Exercise objective: Please print the whole listing below exactly as it stands.

Exercise material:
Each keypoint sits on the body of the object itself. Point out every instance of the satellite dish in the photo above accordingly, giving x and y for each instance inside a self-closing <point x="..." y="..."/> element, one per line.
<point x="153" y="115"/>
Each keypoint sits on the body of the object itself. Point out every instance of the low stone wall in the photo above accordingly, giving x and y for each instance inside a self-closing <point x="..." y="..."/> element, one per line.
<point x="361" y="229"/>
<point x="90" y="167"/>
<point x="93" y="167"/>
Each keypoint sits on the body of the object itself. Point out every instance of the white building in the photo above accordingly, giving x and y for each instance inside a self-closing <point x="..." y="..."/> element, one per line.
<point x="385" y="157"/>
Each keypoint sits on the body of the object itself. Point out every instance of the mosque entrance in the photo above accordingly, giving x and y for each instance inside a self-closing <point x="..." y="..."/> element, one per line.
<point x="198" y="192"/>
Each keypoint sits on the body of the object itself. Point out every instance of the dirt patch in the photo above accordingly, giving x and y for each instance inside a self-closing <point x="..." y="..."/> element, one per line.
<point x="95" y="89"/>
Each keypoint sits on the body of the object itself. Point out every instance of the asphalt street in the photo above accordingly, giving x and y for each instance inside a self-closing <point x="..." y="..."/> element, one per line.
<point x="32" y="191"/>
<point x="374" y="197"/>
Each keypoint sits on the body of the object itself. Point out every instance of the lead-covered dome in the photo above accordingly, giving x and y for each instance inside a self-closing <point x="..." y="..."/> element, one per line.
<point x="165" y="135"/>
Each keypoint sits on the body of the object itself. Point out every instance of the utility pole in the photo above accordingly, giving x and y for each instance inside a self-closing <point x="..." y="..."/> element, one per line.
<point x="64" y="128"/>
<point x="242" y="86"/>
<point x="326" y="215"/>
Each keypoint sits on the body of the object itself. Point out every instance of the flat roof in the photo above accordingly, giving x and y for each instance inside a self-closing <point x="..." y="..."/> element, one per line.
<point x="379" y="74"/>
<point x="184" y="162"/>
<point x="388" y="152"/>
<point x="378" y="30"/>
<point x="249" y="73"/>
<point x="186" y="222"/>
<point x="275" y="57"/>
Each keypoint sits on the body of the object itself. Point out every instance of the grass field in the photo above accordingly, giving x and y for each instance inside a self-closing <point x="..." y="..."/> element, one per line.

Completed exercise:
Each keypoint sits on the body of the object itself. Point out every instance of the satellite dish in the photo above accordingly, giving x and y for each instance inside a self-closing <point x="..." y="..."/> element, one per line.
<point x="153" y="115"/>
Each keypoint sits on the body of the object itself. Point out every instance of the low stone wall in the photo above accordingly, giving x and y for each instance inside a self-closing <point x="..." y="..."/> element, one per line.
<point x="361" y="229"/>
<point x="90" y="167"/>
<point x="93" y="167"/>
Each keypoint sits on the body of the object itself. Point out every instance of the white building in the photo above accordingly, giving x and y for each instance inside a self-closing <point x="..." y="..."/> element, one per line.
<point x="385" y="157"/>
Each keypoint sits on the body of the object itself. Point out every instance of the mosque entrance in the photo above accordingly, giving x and y for each instance inside a self-closing <point x="..." y="..."/> element, one per line.
<point x="198" y="192"/>
Each keypoint sits on the body of the object itself. Point out every instance of the dirt patch in the photo above accordingly, giving x and y for each instance inside a self-closing <point x="..." y="..."/> element, one per line.
<point x="95" y="89"/>
Each keypoint sits on the body of the object itself. Point out every instance of the asphalt street in the photo above accordingly, giving x and y for each instance inside a self-closing <point x="..." y="..."/> element, one per line.
<point x="32" y="191"/>
<point x="374" y="197"/>
Each keypoint sits on the body of the object itself. Point out every instance of the lead-covered dome in the photo above accordingly, giving x and y for each instance inside a self-closing <point x="..." y="..."/> element, one per line.
<point x="165" y="135"/>
Each keypoint sits on the body of the object itself. Point out every instance of the utility pole in the photo above accordingly, giving x and y for each instance inside a self-closing <point x="..." y="..."/> element, one per line.
<point x="64" y="128"/>
<point x="242" y="86"/>
<point x="326" y="215"/>
Each keypoint sits on the body of the object itself. Point out every instance of the flat roof in the photo above accordingly, giving x and y for each instance inside a self-closing <point x="..." y="..."/> element, one per line.
<point x="379" y="74"/>
<point x="184" y="162"/>
<point x="388" y="152"/>
<point x="378" y="30"/>
<point x="249" y="73"/>
<point x="186" y="222"/>
<point x="275" y="57"/>
Each keypoint sits on the body of the object itself. Point out every instance of the grass field in the photo above accordingly, giving x and y for each instance inside a self-closing <point x="..." y="..."/> element, one per line.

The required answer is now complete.